*** Opening Records to use ***
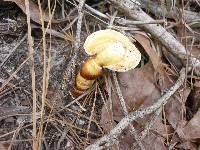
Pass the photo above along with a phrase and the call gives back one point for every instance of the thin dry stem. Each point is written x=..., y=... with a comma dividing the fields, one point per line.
x=32, y=70
x=112, y=137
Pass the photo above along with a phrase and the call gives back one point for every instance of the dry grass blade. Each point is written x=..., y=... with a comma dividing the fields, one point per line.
x=31, y=51
x=112, y=136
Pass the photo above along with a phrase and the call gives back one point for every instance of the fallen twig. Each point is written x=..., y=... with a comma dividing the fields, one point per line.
x=113, y=135
x=125, y=111
x=160, y=33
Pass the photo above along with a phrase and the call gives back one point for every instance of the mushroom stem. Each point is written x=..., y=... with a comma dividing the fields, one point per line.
x=108, y=49
x=92, y=67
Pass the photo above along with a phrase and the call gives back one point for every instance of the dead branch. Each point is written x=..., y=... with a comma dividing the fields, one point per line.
x=113, y=135
x=160, y=33
x=158, y=11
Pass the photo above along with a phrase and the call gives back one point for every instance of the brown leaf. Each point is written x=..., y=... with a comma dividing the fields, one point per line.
*** Closing Records to use ***
What the exercise asks: When you copy the entries above, keep every word exactly and omit the images.

Completed task:
Pass the photo above along with a phrase and the call gives back one point for every instance of the thin dry stem. Each point is written x=..., y=... with a comma dividing the fields, one point per line.
x=32, y=70
x=112, y=137
Pass the photo above along with a phrase and the call gives back one point for every instance of the dry grass blade. Each point is written x=..., y=... with a comma dividing the fields, one point per line.
x=31, y=51
x=112, y=136
Pass the photo above along with a phrase and the call gives back one point for every instance of the fallen twig. Each point is written x=..., y=... with a comma dividing the fields, one point per line.
x=113, y=135
x=125, y=111
x=160, y=33
Pass the photo above along with a phrase and the call gives back one point for every instance of the mushroom stem. Each point is written x=..., y=... with a comma dividing the fields, one point per line.
x=108, y=49
x=92, y=67
Pass the photo above along with a phrase and the call gives back one point for every instance of the dead branch. Each point is written x=..., y=... with a comma dividing the fields, one point per line.
x=113, y=135
x=160, y=33
x=158, y=11
Pass the photo above along with a phrase and the call gives back one point for every instance of the brown leaf. Each point is written x=..., y=... with a comma dividing the fields, one point per line.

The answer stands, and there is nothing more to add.